## Text excerpt
┄┄┄┄┄┄┄┄┄┄┄┄┄┄┄┄┄┄┄┄
When President Barak Obama issued an executive order lifting sanctions against Iran recently, Danial was watching. That's not his real name. He prefers to remain anonymous. The 32-year old Ph.D student at Mississippi State University, is from Iran and says he doesn't support the regime. Danial believes the sanctions were a major force in driving Iranian leaders to agree to dismantle it's efforts at building nuclear weapons. The industrial engineering student says the sanctions became a burden on families.
"I heard from my friends and everyday talked with my family on the phone, like the prices of goods were super high and they had difficulty even eating. Everything was super expensive," said Danial.
Fear of Iran developing nuclear capabilities dates back more than twenty years. Iranians leaders said it was for peaceful purposes. But claims the country can't be trusted and funds terrorist groups led to heavy sanctions by the U.S. and European nations. They froze overseas assets and cut-off payments from oil exports, which Danial says fuels the nation's economy. Last year an international coalition reached a deal with Iran to reduce the nuclear threat. Recently, the International Atomic Energy Agency and the United Nations verified Iran met the demands. Danial says it's giving Iranians hope.
┄┄┄┄┄┄┄┄┄┄┄┄┄┄┄┄┄┄┄┄
[Data drawn from a collection]
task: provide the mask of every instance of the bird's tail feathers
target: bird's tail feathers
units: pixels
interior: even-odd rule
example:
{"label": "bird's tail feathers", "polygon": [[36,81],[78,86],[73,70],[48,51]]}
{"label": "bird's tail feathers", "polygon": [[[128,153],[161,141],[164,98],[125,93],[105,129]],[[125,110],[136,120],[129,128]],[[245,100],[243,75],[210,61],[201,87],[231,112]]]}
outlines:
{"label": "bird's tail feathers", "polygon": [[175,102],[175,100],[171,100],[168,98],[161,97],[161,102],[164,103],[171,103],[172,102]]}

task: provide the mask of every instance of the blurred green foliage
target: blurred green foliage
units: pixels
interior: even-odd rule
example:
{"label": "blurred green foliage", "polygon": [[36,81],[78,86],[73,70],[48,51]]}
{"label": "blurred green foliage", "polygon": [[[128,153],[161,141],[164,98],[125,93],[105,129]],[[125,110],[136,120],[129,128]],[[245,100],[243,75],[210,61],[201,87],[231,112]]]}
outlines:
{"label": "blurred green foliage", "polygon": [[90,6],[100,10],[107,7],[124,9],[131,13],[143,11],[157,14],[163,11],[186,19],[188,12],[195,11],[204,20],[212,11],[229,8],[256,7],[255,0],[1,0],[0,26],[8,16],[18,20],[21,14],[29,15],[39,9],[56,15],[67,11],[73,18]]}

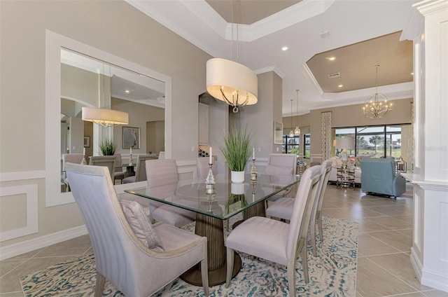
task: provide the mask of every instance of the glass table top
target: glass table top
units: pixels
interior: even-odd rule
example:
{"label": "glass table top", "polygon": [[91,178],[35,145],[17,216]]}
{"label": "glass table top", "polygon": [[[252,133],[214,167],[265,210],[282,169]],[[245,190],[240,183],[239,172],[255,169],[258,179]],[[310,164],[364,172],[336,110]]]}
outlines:
{"label": "glass table top", "polygon": [[227,174],[217,174],[212,194],[207,194],[205,183],[197,179],[125,191],[225,220],[290,186],[295,186],[300,179],[293,175],[258,174],[257,177],[255,182],[251,182],[250,174],[246,174],[244,183],[233,184]]}

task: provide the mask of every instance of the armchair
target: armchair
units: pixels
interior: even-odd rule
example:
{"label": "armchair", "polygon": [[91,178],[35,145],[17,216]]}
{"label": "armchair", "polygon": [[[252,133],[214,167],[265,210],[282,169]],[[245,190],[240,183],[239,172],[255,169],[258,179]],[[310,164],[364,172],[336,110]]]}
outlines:
{"label": "armchair", "polygon": [[[271,175],[295,175],[297,173],[297,156],[295,153],[270,153],[266,165],[266,174]],[[269,201],[275,201],[282,197],[293,197],[293,187],[284,190],[272,197]]]}
{"label": "armchair", "polygon": [[[120,204],[104,167],[68,163],[66,172],[93,246],[95,296],[102,296],[106,279],[126,296],[152,296],[198,263],[209,295],[206,237],[169,225],[152,226],[138,205]],[[134,231],[144,226],[148,228]],[[150,240],[157,244],[147,242]]]}
{"label": "armchair", "polygon": [[391,158],[361,160],[361,189],[368,193],[397,197],[406,191],[406,180],[396,173]]}
{"label": "armchair", "polygon": [[306,170],[302,176],[294,200],[290,223],[272,219],[253,216],[233,229],[225,240],[227,277],[229,286],[233,269],[234,250],[262,258],[287,266],[289,296],[295,296],[295,262],[300,253],[304,278],[309,281],[307,263],[307,235],[312,205],[321,179],[321,166]]}
{"label": "armchair", "polygon": [[90,157],[90,165],[106,166],[109,170],[111,177],[115,180],[115,156],[94,156]]}

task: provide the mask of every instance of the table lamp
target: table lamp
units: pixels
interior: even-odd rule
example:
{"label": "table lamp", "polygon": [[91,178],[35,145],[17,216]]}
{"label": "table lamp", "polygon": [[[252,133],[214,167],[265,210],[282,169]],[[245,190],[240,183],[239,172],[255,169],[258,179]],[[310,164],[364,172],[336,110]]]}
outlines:
{"label": "table lamp", "polygon": [[336,139],[336,145],[335,146],[337,149],[342,150],[341,153],[341,161],[342,161],[342,166],[346,168],[347,163],[349,162],[347,149],[355,148],[355,139],[351,137],[338,138]]}

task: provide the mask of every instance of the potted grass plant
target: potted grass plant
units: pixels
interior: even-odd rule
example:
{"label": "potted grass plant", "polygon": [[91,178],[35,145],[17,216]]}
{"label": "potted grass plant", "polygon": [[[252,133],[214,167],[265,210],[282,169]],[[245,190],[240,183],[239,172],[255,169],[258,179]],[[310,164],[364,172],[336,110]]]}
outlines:
{"label": "potted grass plant", "polygon": [[230,169],[232,182],[244,181],[244,167],[250,157],[249,146],[251,135],[246,129],[232,126],[224,136],[220,151]]}
{"label": "potted grass plant", "polygon": [[106,138],[99,143],[99,150],[103,156],[113,156],[117,149],[117,144],[113,140]]}

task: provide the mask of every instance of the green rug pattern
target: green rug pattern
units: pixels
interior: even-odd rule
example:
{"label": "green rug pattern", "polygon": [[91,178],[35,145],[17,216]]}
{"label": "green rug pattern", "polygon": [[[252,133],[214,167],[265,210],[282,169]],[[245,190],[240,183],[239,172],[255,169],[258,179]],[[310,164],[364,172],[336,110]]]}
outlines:
{"label": "green rug pattern", "polygon": [[[317,242],[318,256],[314,257],[308,244],[308,267],[310,282],[305,284],[302,261],[296,263],[296,286],[300,296],[355,296],[358,223],[323,217],[324,242]],[[194,223],[185,228],[194,230]],[[241,254],[243,265],[232,280],[210,287],[214,296],[287,296],[289,291],[286,268],[245,254]],[[20,277],[26,297],[93,296],[96,281],[93,254],[76,258]],[[150,280],[148,280],[150,281]],[[122,296],[108,282],[104,296]],[[200,286],[180,279],[170,287],[158,292],[157,297],[203,296]]]}

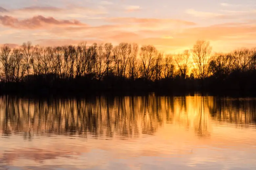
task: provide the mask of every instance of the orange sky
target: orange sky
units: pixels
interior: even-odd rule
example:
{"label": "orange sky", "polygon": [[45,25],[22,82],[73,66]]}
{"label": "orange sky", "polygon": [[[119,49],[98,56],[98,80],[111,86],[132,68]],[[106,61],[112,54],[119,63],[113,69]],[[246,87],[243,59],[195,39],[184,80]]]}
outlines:
{"label": "orange sky", "polygon": [[181,0],[14,0],[0,2],[0,44],[152,44],[167,53],[198,39],[213,50],[256,46],[256,3]]}

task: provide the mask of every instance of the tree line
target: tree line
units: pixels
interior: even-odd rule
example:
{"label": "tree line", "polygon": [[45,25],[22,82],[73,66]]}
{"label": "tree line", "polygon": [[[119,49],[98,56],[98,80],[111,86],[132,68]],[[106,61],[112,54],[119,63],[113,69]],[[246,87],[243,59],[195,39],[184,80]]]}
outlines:
{"label": "tree line", "polygon": [[45,47],[28,42],[15,49],[4,46],[0,61],[2,90],[89,84],[110,89],[150,85],[195,89],[226,83],[230,88],[234,81],[234,89],[238,89],[245,78],[255,77],[256,48],[213,54],[209,42],[198,40],[183,53],[165,54],[153,45],[139,48],[136,43]]}

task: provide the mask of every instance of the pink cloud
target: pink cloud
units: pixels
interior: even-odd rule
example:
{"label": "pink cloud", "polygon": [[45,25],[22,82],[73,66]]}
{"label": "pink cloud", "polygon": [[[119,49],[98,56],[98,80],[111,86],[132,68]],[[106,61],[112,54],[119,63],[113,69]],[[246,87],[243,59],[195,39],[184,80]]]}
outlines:
{"label": "pink cloud", "polygon": [[21,20],[7,15],[0,16],[0,24],[5,26],[23,29],[45,28],[46,26],[51,25],[63,26],[84,25],[76,20],[57,20],[52,17],[46,18],[41,15]]}

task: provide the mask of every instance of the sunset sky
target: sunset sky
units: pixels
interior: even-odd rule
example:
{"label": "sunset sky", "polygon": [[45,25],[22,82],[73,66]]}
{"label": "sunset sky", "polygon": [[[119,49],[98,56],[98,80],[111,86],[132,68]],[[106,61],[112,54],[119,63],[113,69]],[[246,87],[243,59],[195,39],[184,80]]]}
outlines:
{"label": "sunset sky", "polygon": [[255,0],[8,0],[0,2],[0,44],[82,41],[150,44],[166,53],[199,39],[214,51],[256,47]]}

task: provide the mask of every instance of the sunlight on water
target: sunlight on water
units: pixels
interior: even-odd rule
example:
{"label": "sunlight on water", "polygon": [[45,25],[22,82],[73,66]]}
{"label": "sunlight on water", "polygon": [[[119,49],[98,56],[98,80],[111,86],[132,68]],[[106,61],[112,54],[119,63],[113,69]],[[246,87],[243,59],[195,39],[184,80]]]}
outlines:
{"label": "sunlight on water", "polygon": [[256,169],[256,98],[2,96],[0,169]]}

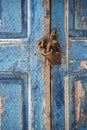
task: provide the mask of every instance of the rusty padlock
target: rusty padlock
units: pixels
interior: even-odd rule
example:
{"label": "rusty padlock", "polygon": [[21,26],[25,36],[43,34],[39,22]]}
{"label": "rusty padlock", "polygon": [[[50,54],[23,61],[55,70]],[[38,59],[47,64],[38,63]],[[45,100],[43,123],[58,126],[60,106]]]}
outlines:
{"label": "rusty padlock", "polygon": [[57,31],[52,31],[49,42],[46,39],[40,39],[37,44],[39,53],[48,59],[50,65],[61,64],[60,44],[57,41],[58,35]]}

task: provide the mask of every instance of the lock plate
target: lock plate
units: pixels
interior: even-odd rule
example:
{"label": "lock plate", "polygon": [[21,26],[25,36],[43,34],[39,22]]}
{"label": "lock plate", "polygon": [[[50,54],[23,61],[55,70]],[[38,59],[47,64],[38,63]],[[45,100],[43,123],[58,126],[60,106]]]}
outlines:
{"label": "lock plate", "polygon": [[57,31],[52,31],[49,40],[43,38],[37,42],[39,53],[47,58],[49,65],[61,64],[61,49],[57,41],[58,35]]}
┄┄┄┄┄┄┄┄┄┄┄┄┄┄┄┄┄┄┄┄
## Task statement
Continue the report on lifting the Iran sanctions from the point where it stops. The records play no part in the work here.

## Answer for the task
"They're happy about it. I don't think it's going to solve all Iranian problems. They expect major economy comeback, but it's not going to happen, said Danial. Why not? asked Desare. Because it's going to take time, especially because the oil prices are low," said Danial.
The deal includes Iran reducing it's uranium stockpile by 98 percent and removing two-thirds of its centrifuges which are used in making nuclear weapons.